• Given exercise: Reproduce every line of the items below, requests included but pictures omitted, shifting each coordinate in the answers up by 107.

• Object point labels:

────────

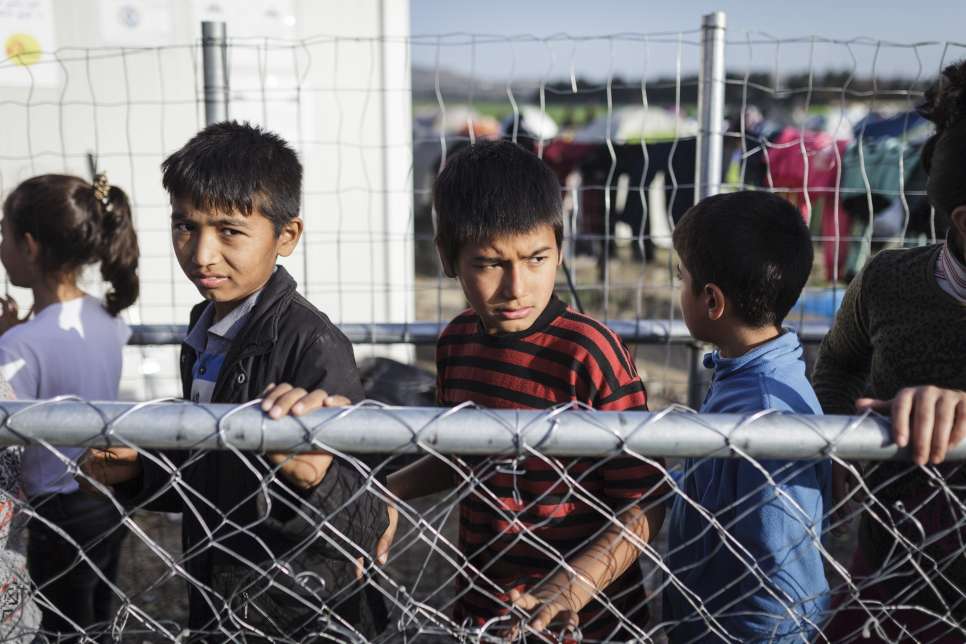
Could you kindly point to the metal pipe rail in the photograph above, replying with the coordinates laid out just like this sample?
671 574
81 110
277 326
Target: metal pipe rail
369 428
425 333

────────

• Solution:
Could you kindly point to the metal pipe rail in the photograph above, replying with the coordinates laid out just like this sample?
671 574
81 110
277 326
Target: metal pipe rail
476 535
532 440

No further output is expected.